◆ **RECORDS FOR THE TASK**
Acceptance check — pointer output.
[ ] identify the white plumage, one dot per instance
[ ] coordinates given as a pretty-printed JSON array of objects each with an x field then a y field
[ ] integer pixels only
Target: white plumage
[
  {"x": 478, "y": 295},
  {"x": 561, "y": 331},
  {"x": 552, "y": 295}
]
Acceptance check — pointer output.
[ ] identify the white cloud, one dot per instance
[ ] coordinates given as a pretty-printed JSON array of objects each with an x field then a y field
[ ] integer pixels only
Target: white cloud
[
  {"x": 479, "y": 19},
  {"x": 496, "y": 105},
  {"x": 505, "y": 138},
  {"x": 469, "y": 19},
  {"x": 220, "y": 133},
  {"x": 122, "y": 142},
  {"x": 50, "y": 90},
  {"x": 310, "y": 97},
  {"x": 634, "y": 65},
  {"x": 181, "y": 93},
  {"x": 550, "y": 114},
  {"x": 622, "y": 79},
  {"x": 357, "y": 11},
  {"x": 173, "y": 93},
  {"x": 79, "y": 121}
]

◆ **WORK INSTRUCTIONS**
Reproduce the entries above exactly.

◆ **ANSWER TO THIS PROBLEM**
Acceptance check — pointer output.
[ ] identify the white plumage, one dot per instance
[ ] coordinates given as a pretty-printed JSON array of objects each with an x field then a y field
[ ] integer pixels only
Target: white plumage
[
  {"x": 478, "y": 295},
  {"x": 561, "y": 331},
  {"x": 552, "y": 295}
]
Acceptance check — pointer output.
[ ] identify the white cloud, one dot per instance
[ ] coordinates given as a pretty-printed JSON array of objects each with an x field then a y field
[ ] integer pixels only
Target: white cloud
[
  {"x": 479, "y": 19},
  {"x": 496, "y": 105},
  {"x": 505, "y": 138},
  {"x": 469, "y": 19},
  {"x": 220, "y": 133},
  {"x": 122, "y": 142},
  {"x": 50, "y": 90},
  {"x": 310, "y": 97},
  {"x": 634, "y": 65},
  {"x": 181, "y": 93},
  {"x": 550, "y": 114},
  {"x": 622, "y": 79},
  {"x": 357, "y": 11},
  {"x": 173, "y": 93},
  {"x": 79, "y": 121}
]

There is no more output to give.